[Written exercise A] In the hackles thread, what breed do most people jld640 runs into take the raised back fur to indicate?
[Written exercise B] Copy everything in the hackles thread from "Yes, I have" down to "(Jul 4, 2011)", substituting "Willow" for "Savannah".

# Raised hackles when playing?



## finch (Sep 19, 2011)

Do any of your V's get raised hackles on their back when they are playing? Finch does a lot of the time - sometimes people who don't know about the direction of a Ridgeback's fur think maybe she has ridgeback in her, but I never think much of it. She plays well and has never been in a fight and she is pretty fearless, so I am sure it is just excitement.


Today at the dog park a woman's yellow Lab was chasing Finch and when he got right on her heels, he kind of growl/barked as he tried to "catch" her, as is very common. I didn't think anything of it, but she started defending him saying oh he has never done that before, what does it mean, etc... Then she noticed the ridge of fur on Finch's back said that maybe other dogs think she is aggressive because of it! I explained that it can be a sign of excitement and high energy level, especially in young dogs. 


Has anyone else had someone interpret this as a sign of aggression?


----------



## jld640 (Sep 29, 2010)

Yes, I have had a few folks think it indicates aggression, but most people I run into think it indicates the Ridgeback breed. Savannah almost always gets her back up when she is playing.


----------



## Ozkar (Jul 4, 2011)

Finch all three of mine do it. it's normal don't worry


----------



## threefsh (Apr 25, 2011)

Riley doesn't do this, but she's played with plenty of Vs who do. It's never been an aggression issue. 

Interesting side topic - a male V had her on her back at the field trial (we were doing a fun walk with a group after the trials were over) and he was ready to rip her throat out if the owner hadn't pulled him off and reprimanded him. Never raised a single hair down his back... it was kinda creepy. Poor Riley was squealing and being absolutely submissive... I've never seen a V do this to her before. I said very loudly to my friend "I hope she never breeds that horrid dog." God forbid the dog already has some offspring.... people are going to be dealing with major aggression issues. The lady never even apologized to me about it. Hunting dog or not, that kind of behavior isn't acceptable.


----------



## kellygh (Oct 25, 2010)

[Dataset]
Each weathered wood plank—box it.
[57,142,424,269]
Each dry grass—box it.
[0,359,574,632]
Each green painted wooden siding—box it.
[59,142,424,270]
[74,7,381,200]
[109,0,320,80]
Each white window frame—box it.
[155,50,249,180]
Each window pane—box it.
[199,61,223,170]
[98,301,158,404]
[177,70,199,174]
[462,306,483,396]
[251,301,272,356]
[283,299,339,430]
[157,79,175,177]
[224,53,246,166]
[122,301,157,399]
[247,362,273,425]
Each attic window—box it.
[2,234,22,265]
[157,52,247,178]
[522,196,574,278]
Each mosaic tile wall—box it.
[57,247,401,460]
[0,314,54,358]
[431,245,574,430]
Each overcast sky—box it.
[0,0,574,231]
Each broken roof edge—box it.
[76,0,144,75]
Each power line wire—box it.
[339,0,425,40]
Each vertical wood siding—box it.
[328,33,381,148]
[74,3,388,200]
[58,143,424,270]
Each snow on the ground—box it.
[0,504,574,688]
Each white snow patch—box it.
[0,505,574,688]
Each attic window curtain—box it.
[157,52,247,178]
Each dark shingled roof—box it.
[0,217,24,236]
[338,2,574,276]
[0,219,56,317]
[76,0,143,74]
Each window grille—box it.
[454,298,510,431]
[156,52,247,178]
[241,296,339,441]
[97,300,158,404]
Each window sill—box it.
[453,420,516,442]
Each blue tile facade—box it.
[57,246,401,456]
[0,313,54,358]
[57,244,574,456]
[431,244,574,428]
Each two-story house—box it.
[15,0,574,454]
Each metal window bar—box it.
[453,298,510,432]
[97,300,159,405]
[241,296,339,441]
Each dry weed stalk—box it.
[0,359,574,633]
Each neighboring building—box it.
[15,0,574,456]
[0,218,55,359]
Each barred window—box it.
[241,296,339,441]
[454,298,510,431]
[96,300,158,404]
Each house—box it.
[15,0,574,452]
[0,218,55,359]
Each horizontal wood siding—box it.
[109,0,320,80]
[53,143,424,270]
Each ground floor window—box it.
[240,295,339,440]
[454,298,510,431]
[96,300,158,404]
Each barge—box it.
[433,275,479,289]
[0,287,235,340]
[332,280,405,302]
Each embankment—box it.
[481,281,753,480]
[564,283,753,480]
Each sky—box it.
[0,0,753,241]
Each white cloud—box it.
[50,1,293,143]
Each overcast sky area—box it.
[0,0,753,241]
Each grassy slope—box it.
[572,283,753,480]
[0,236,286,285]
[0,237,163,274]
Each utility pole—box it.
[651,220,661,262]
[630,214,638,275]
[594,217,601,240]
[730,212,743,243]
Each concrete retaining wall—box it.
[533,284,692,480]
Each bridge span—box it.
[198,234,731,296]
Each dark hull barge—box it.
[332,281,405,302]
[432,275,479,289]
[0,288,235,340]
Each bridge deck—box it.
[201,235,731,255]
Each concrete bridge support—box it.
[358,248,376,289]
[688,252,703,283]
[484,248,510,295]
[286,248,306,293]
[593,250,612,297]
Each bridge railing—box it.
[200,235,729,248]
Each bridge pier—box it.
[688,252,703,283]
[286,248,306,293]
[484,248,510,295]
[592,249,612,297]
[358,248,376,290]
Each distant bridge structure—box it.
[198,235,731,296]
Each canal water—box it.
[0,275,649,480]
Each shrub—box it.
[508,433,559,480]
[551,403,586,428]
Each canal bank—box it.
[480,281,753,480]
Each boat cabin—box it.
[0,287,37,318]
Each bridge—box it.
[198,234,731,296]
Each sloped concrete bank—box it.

[Solution A] The Ridgeback breed.

[Solution B]
Yes, I have had a few folks think it indicates aggression, but most people I run into think it indicates the Ridgeback breed. Willow almost always gets her back up when she is playing.


----------



## Ozkar (Jul 4, 2011)